◆ **PROVIDED MATERIAL**:
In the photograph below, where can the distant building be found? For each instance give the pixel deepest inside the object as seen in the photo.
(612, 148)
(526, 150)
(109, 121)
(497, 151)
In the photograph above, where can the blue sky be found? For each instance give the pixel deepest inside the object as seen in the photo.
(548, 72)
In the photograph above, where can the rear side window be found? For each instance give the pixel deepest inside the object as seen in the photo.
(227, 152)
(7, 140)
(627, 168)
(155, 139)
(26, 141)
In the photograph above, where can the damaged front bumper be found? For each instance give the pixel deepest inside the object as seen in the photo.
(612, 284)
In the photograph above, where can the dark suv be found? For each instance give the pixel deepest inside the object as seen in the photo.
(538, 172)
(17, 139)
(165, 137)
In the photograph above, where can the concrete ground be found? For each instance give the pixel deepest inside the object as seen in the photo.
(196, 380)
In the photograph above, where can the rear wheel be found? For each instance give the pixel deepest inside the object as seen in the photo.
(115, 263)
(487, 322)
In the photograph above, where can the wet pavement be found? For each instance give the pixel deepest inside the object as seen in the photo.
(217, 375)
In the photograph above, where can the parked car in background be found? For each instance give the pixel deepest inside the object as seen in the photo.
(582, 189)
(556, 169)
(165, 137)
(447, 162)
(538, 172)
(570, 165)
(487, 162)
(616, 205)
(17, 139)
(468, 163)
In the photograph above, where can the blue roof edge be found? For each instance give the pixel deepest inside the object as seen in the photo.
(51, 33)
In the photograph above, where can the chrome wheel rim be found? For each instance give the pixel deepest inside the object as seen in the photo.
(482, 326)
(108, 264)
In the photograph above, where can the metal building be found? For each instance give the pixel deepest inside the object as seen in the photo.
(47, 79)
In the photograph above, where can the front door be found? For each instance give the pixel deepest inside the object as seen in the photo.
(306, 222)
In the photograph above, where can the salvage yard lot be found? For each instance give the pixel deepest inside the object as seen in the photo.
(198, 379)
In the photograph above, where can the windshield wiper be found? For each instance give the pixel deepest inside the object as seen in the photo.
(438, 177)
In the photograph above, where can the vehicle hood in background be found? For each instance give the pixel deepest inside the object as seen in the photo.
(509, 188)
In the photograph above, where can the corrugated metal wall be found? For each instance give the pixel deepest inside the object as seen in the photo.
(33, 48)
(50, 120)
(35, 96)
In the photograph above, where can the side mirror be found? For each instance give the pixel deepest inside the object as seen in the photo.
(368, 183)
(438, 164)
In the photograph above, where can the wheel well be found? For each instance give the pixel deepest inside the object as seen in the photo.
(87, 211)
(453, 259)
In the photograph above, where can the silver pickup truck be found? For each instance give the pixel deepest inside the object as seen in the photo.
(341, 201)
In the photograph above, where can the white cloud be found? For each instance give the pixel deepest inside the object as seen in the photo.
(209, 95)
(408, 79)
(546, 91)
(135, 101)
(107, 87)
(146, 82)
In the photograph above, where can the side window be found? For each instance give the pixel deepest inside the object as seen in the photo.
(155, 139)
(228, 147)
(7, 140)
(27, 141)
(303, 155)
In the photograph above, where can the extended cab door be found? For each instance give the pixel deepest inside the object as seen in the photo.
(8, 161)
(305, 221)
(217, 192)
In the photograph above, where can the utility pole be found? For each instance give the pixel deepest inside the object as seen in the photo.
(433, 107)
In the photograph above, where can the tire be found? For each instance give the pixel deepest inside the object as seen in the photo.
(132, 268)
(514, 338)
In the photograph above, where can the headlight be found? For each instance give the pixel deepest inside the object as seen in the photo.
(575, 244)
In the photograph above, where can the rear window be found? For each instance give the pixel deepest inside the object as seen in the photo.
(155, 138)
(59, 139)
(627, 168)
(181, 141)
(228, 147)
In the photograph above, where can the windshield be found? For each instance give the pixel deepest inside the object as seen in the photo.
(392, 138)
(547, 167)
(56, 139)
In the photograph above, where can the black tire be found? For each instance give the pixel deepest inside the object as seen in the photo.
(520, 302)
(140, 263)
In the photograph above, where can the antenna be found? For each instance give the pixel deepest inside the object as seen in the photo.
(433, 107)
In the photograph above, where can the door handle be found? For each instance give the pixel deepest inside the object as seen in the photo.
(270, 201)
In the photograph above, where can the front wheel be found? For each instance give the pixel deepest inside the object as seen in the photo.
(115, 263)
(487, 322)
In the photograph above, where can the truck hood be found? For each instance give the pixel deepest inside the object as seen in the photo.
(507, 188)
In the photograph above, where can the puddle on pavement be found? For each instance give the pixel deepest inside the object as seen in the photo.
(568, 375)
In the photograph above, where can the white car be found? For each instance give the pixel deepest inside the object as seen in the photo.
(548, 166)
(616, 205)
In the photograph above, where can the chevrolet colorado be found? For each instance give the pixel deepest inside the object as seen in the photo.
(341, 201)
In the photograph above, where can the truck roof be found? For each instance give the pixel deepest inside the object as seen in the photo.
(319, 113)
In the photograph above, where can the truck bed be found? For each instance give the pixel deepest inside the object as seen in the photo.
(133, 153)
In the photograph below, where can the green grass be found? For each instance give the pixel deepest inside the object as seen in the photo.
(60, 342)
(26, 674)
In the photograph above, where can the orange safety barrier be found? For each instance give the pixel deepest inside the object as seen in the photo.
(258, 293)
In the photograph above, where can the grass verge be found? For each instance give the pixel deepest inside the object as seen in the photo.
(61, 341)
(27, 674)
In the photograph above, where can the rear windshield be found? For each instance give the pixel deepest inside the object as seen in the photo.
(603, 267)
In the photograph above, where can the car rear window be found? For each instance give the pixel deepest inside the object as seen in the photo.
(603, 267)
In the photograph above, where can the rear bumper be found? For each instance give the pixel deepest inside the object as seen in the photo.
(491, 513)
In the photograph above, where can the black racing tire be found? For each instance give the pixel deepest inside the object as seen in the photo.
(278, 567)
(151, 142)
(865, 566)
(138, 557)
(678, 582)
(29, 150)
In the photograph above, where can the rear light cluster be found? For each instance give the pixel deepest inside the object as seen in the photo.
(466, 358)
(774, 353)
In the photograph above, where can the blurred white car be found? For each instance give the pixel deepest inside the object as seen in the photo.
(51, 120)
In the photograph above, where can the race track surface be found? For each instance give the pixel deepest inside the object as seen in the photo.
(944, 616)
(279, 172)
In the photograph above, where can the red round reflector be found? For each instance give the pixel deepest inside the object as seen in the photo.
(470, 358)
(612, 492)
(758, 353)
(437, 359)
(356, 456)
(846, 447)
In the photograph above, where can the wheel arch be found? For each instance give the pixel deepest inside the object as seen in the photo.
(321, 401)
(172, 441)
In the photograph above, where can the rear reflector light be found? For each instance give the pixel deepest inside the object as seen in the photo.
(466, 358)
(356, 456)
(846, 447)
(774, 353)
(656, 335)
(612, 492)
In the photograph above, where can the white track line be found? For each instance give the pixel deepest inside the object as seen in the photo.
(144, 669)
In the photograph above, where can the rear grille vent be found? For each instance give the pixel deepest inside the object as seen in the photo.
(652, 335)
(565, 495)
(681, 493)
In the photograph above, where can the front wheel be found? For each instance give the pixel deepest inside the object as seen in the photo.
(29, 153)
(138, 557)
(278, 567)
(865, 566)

◆ **GIVEN PROBLEM**: Please set down each line of the records exactly as given.

◆ **TASK OUTPUT**:
In the photograph below, where can the distant building be found? For each instance give the pixel deepest inside the object as seen in the photo.
(612, 148)
(526, 150)
(109, 121)
(497, 151)
In the photograph above, where can the blue sky be found? For each instance give the pixel deepest inside the object as seen in the photo.
(548, 72)
In the photograph above, where can the rear side window be found? For each instance give the pixel deepest inside the object as seen in the photo.
(227, 152)
(7, 140)
(627, 168)
(155, 139)
(26, 141)
In the photograph above, where can the damaged front bumper be found? For each instance give the pixel deepest inside the object as seen in the photo.
(612, 284)
In the photograph above, where can the dark suv be found? For each instance give the pixel deepest inside the object as seen in the photo.
(538, 172)
(17, 139)
(165, 137)
In the photograph above, where can the concrete ground be found? For each instance give the pixel deepest inside the object as seen in the photo.
(196, 380)
In the photograph above, where can the rear wheel be found? For each instance give the pixel deepest inside the object as seen in the photo.
(115, 263)
(487, 322)
In the photograph above, where can the wet pavement be found? For each instance give the pixel deepest inside the object as seen in the photo.
(217, 375)
In the photograph above, where can the parked car in background be found? For each instance give the pixel deepest inside the object as seen in the photo.
(582, 189)
(556, 169)
(165, 137)
(447, 162)
(538, 172)
(570, 165)
(487, 162)
(616, 205)
(17, 139)
(468, 163)
In the photograph above, where can the blue roof edge be found? For each instance give the pixel deepest inside the object as seen in the photo.
(51, 33)
In the photograph above, where can the chrome wheel rim be found? For each instance give the pixel deepest inside the object as seen in the photo.
(482, 326)
(108, 264)
In the photograph above, where can the metal building be found? For each instance give the pixel deepest inside the object as seen in the photo.
(47, 79)
In the photograph above, where can the front door be found? For each instance give the pixel deepest inside the object as seen in the photo.
(306, 222)
In the photograph above, where can the salvage yard lot be found? For each instance give the pixel deepest inside the object as seen in the photo.
(198, 379)
In the photograph above, where can the windshield wiper be found? For each instance give the pixel deepest inside the object as seen in the photo.
(438, 177)
In the photograph above, where can the vehicle hood in background be found? For each instance give the pixel deepest inside the object as seen in the photo.
(509, 188)
In the photograph above, where can the corrugated metal wall be found? For each instance give the pixel deepest inside the object as seen in the photo.
(33, 48)
(50, 120)
(35, 96)
In the photograph above, where can the side mirror be found? For each instance give the pixel deepest inside the object as seen in the photo.
(368, 183)
(438, 164)
In the photograph above, where can the wheel well be found? For each instance give the pixel deepest inside the object as seen in the photo.
(87, 211)
(453, 259)
In the photograph above, where can the silver pickup truck be found? For each instance give the pixel deepest inside the object as seen in the photo.
(341, 201)
In the photograph above, where can the white cloud be found? For each instance give the pixel deepest inside the object as seen in the photo.
(209, 95)
(408, 79)
(546, 91)
(135, 101)
(107, 87)
(146, 82)
In the photograph above, where can the side window be found? For each instance give the pixel deepest inside the object as seen in the photo.
(155, 139)
(228, 147)
(7, 140)
(27, 141)
(303, 155)
In the photograph above, where can the extended cab door be found? For each instance give the pixel deepest inside the object as seen in the photo.
(8, 161)
(305, 221)
(217, 192)
In the photograph above, where can the utility pole be found? For each instance give the pixel deepest inside the object as seen in the photo.
(433, 107)
In the photograph above, where can the tire be found? For each instance give the pixel deepest inside the object as seen in the photo.
(132, 268)
(514, 338)
In the photograph above, where can the headlight be found? For each instance give the pixel deepest inside the object as seen in the photo.
(575, 244)
In the photograph above, where can the rear window be found? For each instance give the pixel deepest inside the object as seen in the photo.
(155, 138)
(59, 139)
(627, 168)
(181, 141)
(228, 147)
In the photograph above, where can the windshield be found? For each instance give the pixel deepest inside the object as seen in the photo.
(392, 138)
(547, 167)
(56, 139)
In the photograph above, where can the black tire be found? For each instance give the pixel deepest inside the object as seen in the photo.
(520, 302)
(140, 263)
In the photograph above, where can the antenna be found? For each instance give the pixel deepest inside the object as seen in the photo.
(433, 107)
In the photograph above, where can the door handle be found? For each instance give the pixel deepest inside the object as seen in the photo.
(270, 201)
In the photograph above, where can the front wheel be found? For each instance give the pixel deepest inside the object as seen in the photo.
(115, 263)
(487, 322)
In the photograph above, where can the truck hood be found? For each instance give the pixel deepest inside the object as seen in the photo.
(507, 188)
In the photograph above, where can the puddle on pavement be found? For each instance give the pixel deepest inside the object as seen in the photo.
(568, 375)
In the photograph above, where can the white car be found? For each instance give the pixel deepest inside the object as seen in the photo.
(548, 166)
(616, 205)
In the photograph above, where can the chevrolet colorado be found? For each instance give the pixel deepest inside the object as seen in the photo.
(341, 201)
In the photograph above, where can the truck roof be found? For each instance give the pixel deepest inside the object as seen in the photo.
(319, 113)
In the photograph above, where can the truck bed be found? For each instance give the pixel deepest inside the object as seen in the photo.
(133, 153)
In the photograph below, where can the green grass be found? For each instance give the pixel deepest inside the object as seen in the photo.
(60, 342)
(26, 674)
In the photograph above, where can the orange safety barrier be found? For each instance give the pixel deepest inside the object as seen in the photo.
(258, 293)
In the photograph above, where can the grass verge be found? For each instance give the pixel deepest inside the object as seen in the photo.
(61, 341)
(27, 674)
In the photograph above, where can the rear windshield be found? For each instance give the pixel deepest inside the object as seen in the photo.
(603, 267)
In the photograph above, where can the car rear window be found? For each instance give the pixel deepest inside the object as seen in the photo.
(603, 267)
In the photograph above, where can the rear bumper be found? For each instance give the pixel deepest inside the object as seen in the photo.
(491, 513)
In the photograph above, where can the black racing tire be found? For each instance give the pixel deepest inside the object as seen in the photo.
(278, 567)
(151, 142)
(865, 566)
(138, 557)
(678, 582)
(29, 150)
In the photograph above, where can the rear light cluster be found? For each instance give the pixel deepest inside the object as seen in the photo.
(466, 358)
(774, 353)
In the photograph above, where can the blurred white car be found? For each instance give the pixel deepest inside the object as seen in the photo.
(51, 120)
In the photograph above, where can the race track surface be found? For each instance give the pixel deepest inside the object as seen in the photo.
(944, 616)
(279, 172)
In the photograph above, where can the red round reflector be found? For each instance give the pixel deepest inside the object as seen in the photo.
(470, 358)
(612, 492)
(758, 353)
(437, 359)
(356, 456)
(846, 447)
In the photograph above, where can the wheel arch be found? For each instance give the pixel deepest inside the object as seen in the photo.
(321, 401)
(172, 441)
In the photograph above, where can the rear reflector light be found? For each instance give the pixel deepest inside the object as seen in the photo.
(466, 358)
(356, 456)
(846, 447)
(774, 353)
(656, 335)
(612, 492)
In the photograph above, where can the white track line be found? For each instance give the pixel deepest inside the object as seen in the photo.
(144, 669)
In the photograph above, where can the rear grille vent be found? For each instance give the pixel deepest inside the object as seen in the photo.
(652, 335)
(565, 495)
(681, 493)
In the photograph above, where can the front wheel be found? For each instance give the pixel deepest inside the object as seen in the photo.
(29, 153)
(138, 557)
(278, 567)
(865, 566)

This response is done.